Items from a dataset
--

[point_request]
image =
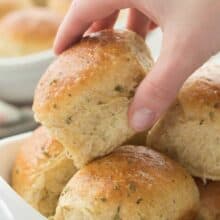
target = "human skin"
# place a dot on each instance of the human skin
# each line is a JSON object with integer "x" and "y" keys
{"x": 191, "y": 33}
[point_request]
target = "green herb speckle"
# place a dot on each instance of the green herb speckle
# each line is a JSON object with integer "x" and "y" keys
{"x": 211, "y": 115}
{"x": 119, "y": 88}
{"x": 139, "y": 201}
{"x": 117, "y": 214}
{"x": 116, "y": 187}
{"x": 69, "y": 120}
{"x": 132, "y": 187}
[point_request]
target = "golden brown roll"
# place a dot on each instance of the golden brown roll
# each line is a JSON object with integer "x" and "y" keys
{"x": 189, "y": 131}
{"x": 28, "y": 31}
{"x": 41, "y": 170}
{"x": 60, "y": 6}
{"x": 131, "y": 183}
{"x": 210, "y": 200}
{"x": 84, "y": 96}
{"x": 7, "y": 6}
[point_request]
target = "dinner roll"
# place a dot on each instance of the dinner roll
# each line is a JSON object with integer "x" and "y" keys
{"x": 28, "y": 31}
{"x": 41, "y": 170}
{"x": 84, "y": 96}
{"x": 7, "y": 6}
{"x": 59, "y": 6}
{"x": 210, "y": 200}
{"x": 131, "y": 183}
{"x": 189, "y": 131}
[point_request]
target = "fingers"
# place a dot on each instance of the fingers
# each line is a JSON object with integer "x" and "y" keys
{"x": 138, "y": 22}
{"x": 104, "y": 23}
{"x": 157, "y": 91}
{"x": 79, "y": 18}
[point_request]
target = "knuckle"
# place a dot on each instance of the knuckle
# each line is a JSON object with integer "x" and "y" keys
{"x": 159, "y": 93}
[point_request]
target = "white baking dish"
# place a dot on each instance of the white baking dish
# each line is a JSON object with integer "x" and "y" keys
{"x": 12, "y": 206}
{"x": 19, "y": 76}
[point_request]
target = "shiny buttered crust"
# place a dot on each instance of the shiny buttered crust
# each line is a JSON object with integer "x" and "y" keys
{"x": 131, "y": 183}
{"x": 189, "y": 131}
{"x": 41, "y": 170}
{"x": 84, "y": 96}
{"x": 210, "y": 200}
{"x": 60, "y": 6}
{"x": 28, "y": 31}
{"x": 7, "y": 6}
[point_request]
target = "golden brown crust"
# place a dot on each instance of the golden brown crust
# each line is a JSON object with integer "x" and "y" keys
{"x": 35, "y": 174}
{"x": 31, "y": 158}
{"x": 80, "y": 65}
{"x": 84, "y": 96}
{"x": 189, "y": 131}
{"x": 210, "y": 200}
{"x": 130, "y": 183}
{"x": 28, "y": 31}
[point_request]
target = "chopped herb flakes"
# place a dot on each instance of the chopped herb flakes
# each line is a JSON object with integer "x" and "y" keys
{"x": 116, "y": 187}
{"x": 132, "y": 187}
{"x": 69, "y": 120}
{"x": 139, "y": 201}
{"x": 211, "y": 115}
{"x": 216, "y": 105}
{"x": 119, "y": 88}
{"x": 117, "y": 214}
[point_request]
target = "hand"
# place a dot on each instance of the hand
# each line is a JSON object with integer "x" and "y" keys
{"x": 191, "y": 35}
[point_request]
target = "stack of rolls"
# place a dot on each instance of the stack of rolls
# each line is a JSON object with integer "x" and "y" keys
{"x": 189, "y": 133}
{"x": 82, "y": 103}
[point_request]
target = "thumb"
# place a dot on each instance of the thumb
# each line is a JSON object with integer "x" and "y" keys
{"x": 178, "y": 59}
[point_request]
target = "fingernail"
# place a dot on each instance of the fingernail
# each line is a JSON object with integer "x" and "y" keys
{"x": 142, "y": 119}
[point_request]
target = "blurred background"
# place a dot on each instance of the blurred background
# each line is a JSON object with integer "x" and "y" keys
{"x": 27, "y": 32}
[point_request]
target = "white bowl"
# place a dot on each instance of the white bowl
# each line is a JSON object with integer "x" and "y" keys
{"x": 12, "y": 206}
{"x": 19, "y": 76}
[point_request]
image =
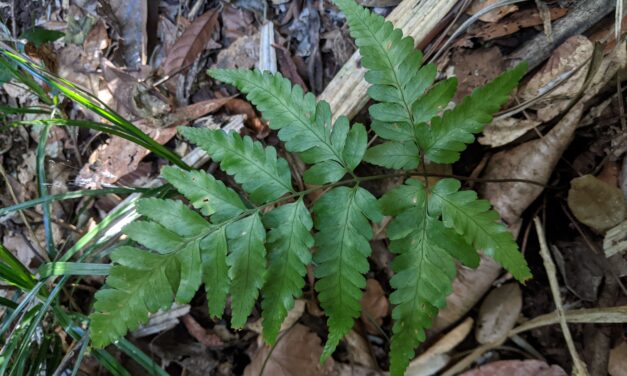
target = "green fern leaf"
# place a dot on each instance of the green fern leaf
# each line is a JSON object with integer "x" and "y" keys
{"x": 342, "y": 257}
{"x": 215, "y": 271}
{"x": 448, "y": 135}
{"x": 304, "y": 125}
{"x": 247, "y": 265}
{"x": 473, "y": 219}
{"x": 264, "y": 176}
{"x": 288, "y": 245}
{"x": 397, "y": 155}
{"x": 205, "y": 193}
{"x": 288, "y": 109}
{"x": 424, "y": 268}
{"x": 136, "y": 285}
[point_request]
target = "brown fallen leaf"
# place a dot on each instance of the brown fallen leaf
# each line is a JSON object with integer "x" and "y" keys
{"x": 474, "y": 68}
{"x": 437, "y": 356}
{"x": 575, "y": 53}
{"x": 595, "y": 203}
{"x": 517, "y": 368}
{"x": 243, "y": 53}
{"x": 118, "y": 157}
{"x": 297, "y": 353}
{"x": 618, "y": 360}
{"x": 374, "y": 306}
{"x": 498, "y": 313}
{"x": 503, "y": 131}
{"x": 192, "y": 42}
{"x": 513, "y": 23}
{"x": 494, "y": 15}
{"x": 201, "y": 334}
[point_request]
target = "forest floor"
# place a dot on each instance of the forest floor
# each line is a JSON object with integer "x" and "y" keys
{"x": 564, "y": 128}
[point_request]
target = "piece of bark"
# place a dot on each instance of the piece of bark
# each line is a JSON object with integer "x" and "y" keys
{"x": 585, "y": 13}
{"x": 346, "y": 93}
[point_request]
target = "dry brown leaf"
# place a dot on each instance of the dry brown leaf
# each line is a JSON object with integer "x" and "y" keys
{"x": 615, "y": 241}
{"x": 618, "y": 360}
{"x": 536, "y": 159}
{"x": 297, "y": 353}
{"x": 201, "y": 334}
{"x": 516, "y": 368}
{"x": 494, "y": 15}
{"x": 374, "y": 306}
{"x": 498, "y": 313}
{"x": 569, "y": 56}
{"x": 243, "y": 53}
{"x": 503, "y": 131}
{"x": 474, "y": 68}
{"x": 192, "y": 42}
{"x": 436, "y": 357}
{"x": 519, "y": 20}
{"x": 595, "y": 203}
{"x": 359, "y": 350}
{"x": 118, "y": 157}
{"x": 132, "y": 16}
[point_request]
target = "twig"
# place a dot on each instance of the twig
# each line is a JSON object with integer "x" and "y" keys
{"x": 578, "y": 365}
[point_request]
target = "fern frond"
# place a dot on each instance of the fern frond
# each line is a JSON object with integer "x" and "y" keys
{"x": 478, "y": 224}
{"x": 342, "y": 257}
{"x": 287, "y": 109}
{"x": 448, "y": 135}
{"x": 394, "y": 65}
{"x": 247, "y": 265}
{"x": 264, "y": 176}
{"x": 215, "y": 270}
{"x": 142, "y": 282}
{"x": 424, "y": 268}
{"x": 205, "y": 193}
{"x": 288, "y": 245}
{"x": 137, "y": 285}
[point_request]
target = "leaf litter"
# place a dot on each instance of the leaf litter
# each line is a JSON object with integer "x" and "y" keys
{"x": 107, "y": 49}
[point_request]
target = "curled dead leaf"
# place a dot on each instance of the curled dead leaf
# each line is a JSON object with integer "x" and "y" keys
{"x": 191, "y": 43}
{"x": 517, "y": 368}
{"x": 498, "y": 313}
{"x": 595, "y": 203}
{"x": 494, "y": 15}
{"x": 297, "y": 353}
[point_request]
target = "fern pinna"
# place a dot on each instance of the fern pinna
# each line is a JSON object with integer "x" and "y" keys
{"x": 260, "y": 242}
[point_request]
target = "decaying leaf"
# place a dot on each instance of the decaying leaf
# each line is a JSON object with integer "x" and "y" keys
{"x": 243, "y": 53}
{"x": 503, "y": 131}
{"x": 192, "y": 42}
{"x": 571, "y": 55}
{"x": 618, "y": 360}
{"x": 615, "y": 241}
{"x": 494, "y": 15}
{"x": 437, "y": 356}
{"x": 475, "y": 68}
{"x": 513, "y": 23}
{"x": 132, "y": 16}
{"x": 596, "y": 203}
{"x": 517, "y": 368}
{"x": 498, "y": 313}
{"x": 374, "y": 306}
{"x": 297, "y": 352}
{"x": 118, "y": 157}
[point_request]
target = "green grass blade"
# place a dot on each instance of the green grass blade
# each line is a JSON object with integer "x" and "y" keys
{"x": 73, "y": 268}
{"x": 43, "y": 190}
{"x": 74, "y": 195}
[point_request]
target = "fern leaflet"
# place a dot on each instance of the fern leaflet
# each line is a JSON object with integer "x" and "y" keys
{"x": 264, "y": 176}
{"x": 473, "y": 219}
{"x": 288, "y": 244}
{"x": 342, "y": 258}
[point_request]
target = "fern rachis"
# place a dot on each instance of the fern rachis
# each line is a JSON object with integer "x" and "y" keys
{"x": 261, "y": 244}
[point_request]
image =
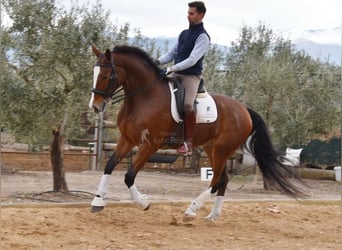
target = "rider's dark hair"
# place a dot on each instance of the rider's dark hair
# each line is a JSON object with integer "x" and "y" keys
{"x": 199, "y": 5}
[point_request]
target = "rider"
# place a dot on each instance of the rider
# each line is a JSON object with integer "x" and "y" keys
{"x": 188, "y": 54}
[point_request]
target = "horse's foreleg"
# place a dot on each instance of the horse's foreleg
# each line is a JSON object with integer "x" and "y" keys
{"x": 139, "y": 160}
{"x": 196, "y": 204}
{"x": 98, "y": 201}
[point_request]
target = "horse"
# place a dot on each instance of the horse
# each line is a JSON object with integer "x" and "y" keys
{"x": 146, "y": 107}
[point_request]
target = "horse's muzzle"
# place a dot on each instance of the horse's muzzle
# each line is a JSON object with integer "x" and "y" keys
{"x": 99, "y": 107}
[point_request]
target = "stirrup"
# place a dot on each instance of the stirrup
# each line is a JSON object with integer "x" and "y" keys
{"x": 184, "y": 148}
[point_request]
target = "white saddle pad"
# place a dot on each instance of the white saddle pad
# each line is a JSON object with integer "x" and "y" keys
{"x": 206, "y": 111}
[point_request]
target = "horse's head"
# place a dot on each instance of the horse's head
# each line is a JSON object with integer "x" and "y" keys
{"x": 105, "y": 81}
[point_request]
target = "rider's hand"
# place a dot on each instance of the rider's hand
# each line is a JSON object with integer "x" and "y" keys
{"x": 156, "y": 61}
{"x": 168, "y": 71}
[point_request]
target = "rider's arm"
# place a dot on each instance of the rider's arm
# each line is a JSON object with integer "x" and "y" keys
{"x": 169, "y": 56}
{"x": 200, "y": 48}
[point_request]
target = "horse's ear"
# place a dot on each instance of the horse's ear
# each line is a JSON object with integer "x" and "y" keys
{"x": 96, "y": 51}
{"x": 108, "y": 55}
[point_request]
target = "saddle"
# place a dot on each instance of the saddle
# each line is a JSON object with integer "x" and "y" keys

--

Required task: Collect every line in the records that contains the word "baking", and copy each of those lines without changes.

Output for this exercise:
target = "white baking dish"
# place a dot on each instance of the white baking dish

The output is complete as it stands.